(The data begins)
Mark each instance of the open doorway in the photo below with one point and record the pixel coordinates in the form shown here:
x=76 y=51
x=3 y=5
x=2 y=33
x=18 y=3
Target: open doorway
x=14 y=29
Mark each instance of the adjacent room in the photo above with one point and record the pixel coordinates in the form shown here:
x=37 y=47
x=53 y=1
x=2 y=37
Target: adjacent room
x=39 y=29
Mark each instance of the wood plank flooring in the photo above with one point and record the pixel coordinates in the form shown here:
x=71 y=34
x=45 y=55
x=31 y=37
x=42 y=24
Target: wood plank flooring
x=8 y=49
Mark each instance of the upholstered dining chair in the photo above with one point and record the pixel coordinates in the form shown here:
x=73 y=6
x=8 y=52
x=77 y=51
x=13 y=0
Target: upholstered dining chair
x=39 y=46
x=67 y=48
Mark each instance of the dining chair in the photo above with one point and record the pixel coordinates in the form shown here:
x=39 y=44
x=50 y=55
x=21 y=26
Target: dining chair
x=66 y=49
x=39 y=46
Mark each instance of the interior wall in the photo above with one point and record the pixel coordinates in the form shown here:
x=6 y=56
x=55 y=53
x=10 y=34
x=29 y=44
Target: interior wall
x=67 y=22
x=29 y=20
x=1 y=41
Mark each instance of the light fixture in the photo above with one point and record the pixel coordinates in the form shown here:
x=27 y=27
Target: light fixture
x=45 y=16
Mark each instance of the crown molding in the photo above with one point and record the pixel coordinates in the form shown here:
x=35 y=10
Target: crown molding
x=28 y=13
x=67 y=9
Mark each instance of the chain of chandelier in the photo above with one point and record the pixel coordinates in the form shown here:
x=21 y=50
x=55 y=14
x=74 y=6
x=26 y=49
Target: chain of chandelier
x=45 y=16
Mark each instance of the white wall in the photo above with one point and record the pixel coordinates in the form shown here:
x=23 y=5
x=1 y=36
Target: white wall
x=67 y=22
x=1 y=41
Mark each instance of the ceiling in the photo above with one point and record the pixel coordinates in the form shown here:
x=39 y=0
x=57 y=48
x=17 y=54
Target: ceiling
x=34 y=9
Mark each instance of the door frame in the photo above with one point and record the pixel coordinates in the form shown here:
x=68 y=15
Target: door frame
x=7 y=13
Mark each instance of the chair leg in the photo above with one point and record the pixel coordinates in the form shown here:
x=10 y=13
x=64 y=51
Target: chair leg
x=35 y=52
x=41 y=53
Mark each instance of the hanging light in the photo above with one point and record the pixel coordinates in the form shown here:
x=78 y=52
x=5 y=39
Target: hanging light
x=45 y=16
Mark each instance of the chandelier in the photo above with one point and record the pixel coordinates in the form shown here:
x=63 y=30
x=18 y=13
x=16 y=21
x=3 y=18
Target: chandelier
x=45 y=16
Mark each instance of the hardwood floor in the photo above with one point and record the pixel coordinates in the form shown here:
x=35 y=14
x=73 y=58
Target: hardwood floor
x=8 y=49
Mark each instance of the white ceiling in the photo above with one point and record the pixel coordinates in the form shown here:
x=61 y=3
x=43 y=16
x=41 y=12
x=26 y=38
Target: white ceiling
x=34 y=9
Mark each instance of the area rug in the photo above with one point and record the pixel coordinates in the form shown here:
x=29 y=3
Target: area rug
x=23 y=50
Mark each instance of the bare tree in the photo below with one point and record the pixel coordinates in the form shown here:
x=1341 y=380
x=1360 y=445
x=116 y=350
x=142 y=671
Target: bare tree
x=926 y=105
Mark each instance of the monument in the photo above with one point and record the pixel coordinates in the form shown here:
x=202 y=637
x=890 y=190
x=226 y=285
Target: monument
(The data ends)
What is needed: What the answer needs is every line from the data above with "monument" in it.

Solution for this exercise:
Mark each instance of the monument in the photo above with one point and record the pixel coordinates in the form shown here:
Target: monument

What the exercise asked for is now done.